- Dataset excerpt -
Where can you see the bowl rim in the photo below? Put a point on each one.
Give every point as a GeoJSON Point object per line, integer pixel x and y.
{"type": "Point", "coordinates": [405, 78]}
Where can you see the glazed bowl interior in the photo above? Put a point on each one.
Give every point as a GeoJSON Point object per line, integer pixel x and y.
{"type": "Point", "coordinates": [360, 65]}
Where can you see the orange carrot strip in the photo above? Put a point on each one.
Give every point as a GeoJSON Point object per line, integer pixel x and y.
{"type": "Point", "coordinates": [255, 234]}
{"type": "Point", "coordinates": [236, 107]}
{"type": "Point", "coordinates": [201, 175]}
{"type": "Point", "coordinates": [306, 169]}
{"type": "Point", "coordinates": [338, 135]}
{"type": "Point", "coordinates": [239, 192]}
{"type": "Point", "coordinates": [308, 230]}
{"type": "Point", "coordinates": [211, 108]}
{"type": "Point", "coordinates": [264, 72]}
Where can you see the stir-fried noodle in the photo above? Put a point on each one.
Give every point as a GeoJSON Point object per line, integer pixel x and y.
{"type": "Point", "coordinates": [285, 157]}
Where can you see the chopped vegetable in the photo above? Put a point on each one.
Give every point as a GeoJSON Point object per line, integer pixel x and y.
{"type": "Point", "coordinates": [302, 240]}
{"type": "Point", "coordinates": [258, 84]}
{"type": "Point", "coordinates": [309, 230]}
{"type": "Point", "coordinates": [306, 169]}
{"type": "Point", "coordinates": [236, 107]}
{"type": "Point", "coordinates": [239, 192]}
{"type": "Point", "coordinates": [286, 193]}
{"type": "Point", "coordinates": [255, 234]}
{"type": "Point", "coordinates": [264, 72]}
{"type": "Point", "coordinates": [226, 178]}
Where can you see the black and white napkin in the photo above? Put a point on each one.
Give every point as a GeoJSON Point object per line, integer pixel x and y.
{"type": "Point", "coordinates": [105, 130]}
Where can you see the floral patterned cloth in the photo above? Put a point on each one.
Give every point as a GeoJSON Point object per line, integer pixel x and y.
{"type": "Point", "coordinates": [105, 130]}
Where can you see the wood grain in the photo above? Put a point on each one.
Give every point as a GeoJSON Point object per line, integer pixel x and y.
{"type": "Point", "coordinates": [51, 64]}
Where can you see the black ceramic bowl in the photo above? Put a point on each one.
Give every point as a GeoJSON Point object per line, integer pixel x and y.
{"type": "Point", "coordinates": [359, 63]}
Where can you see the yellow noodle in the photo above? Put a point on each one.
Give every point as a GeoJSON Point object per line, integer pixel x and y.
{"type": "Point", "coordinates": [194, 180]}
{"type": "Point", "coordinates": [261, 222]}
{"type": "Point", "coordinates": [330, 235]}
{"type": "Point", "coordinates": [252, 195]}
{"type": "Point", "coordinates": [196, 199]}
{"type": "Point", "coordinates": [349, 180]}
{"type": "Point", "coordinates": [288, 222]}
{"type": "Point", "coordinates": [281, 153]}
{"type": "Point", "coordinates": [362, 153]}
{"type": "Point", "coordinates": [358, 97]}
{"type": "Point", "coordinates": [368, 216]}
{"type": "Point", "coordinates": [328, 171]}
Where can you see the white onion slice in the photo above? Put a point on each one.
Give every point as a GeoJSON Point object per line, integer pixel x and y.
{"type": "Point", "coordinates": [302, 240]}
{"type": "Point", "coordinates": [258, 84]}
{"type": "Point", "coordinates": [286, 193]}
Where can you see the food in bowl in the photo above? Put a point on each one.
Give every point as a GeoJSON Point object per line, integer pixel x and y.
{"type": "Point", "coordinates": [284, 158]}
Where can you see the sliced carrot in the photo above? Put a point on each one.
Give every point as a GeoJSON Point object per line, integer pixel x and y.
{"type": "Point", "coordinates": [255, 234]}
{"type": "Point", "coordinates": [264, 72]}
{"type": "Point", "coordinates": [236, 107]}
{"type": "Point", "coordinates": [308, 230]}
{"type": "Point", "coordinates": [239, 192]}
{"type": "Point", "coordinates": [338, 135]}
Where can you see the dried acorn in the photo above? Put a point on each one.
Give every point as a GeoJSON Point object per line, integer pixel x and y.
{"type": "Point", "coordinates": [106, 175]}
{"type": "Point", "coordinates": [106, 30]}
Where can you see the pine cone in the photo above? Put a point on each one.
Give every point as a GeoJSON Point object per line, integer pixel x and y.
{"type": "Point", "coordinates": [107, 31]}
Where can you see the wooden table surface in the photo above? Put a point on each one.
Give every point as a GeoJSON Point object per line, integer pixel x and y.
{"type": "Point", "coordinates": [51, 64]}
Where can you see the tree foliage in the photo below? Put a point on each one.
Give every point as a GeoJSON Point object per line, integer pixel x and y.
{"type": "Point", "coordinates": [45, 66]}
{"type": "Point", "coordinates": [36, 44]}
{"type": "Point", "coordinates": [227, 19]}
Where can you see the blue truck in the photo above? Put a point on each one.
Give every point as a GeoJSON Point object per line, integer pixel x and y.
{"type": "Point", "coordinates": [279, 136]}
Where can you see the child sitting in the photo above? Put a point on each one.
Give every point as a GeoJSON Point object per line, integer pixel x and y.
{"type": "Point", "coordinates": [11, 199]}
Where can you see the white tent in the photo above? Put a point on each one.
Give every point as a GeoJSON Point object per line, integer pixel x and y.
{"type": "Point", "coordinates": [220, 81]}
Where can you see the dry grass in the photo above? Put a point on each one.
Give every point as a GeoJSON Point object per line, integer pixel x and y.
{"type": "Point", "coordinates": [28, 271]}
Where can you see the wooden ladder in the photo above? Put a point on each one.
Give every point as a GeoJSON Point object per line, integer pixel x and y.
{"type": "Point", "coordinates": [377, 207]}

- Exercise instructions -
Print exactly the lines from the one with "Where can you see the dried" through the end of the data, inclusive.

- Task solution -
Where can you see the dried acorn in the photo above? Put a point on each one.
Give every point as a GeoJSON Point object per line, integer pixel x and y.
{"type": "Point", "coordinates": [106, 175]}
{"type": "Point", "coordinates": [106, 30]}
Where can you see the pine cone in the photo above? Put a point on each one.
Give every point as a GeoJSON Point object per line, integer pixel x and y.
{"type": "Point", "coordinates": [107, 31]}
Where can you see the wooden table surface in the photo above? Put a point on each one.
Give every point as a GeoJSON Point object per line, integer pixel x and y.
{"type": "Point", "coordinates": [51, 64]}
Where can you see the tree foliage in the photo below? Put a point on each one.
Give every point as a GeoJSON Point object per line, integer pixel x and y.
{"type": "Point", "coordinates": [45, 66]}
{"type": "Point", "coordinates": [36, 44]}
{"type": "Point", "coordinates": [227, 19]}
Where can you see the blue truck in the photo above? Put a point on each one.
Give every point as a GeoJSON Point object per line, integer pixel x and y.
{"type": "Point", "coordinates": [279, 136]}
Where can you see the child sitting in the photo above? Put a point on each one.
Give every point as a GeoJSON Point object per line, integer pixel x and y.
{"type": "Point", "coordinates": [11, 199]}
Where can you see the white tent in the photo above? Put a point on each one.
Give every point as a GeoJSON Point object per line, integer pixel x and y.
{"type": "Point", "coordinates": [220, 81]}
Where can you see the dry grass in the photo above? Put a point on each one.
Give every point as a GeoJSON Point object per line, integer pixel x and y.
{"type": "Point", "coordinates": [28, 271]}
Where can you see the wooden ladder in the photo above? Put a point on each one.
Give every point as a GeoJSON Point object per line, integer pixel x and y.
{"type": "Point", "coordinates": [377, 207]}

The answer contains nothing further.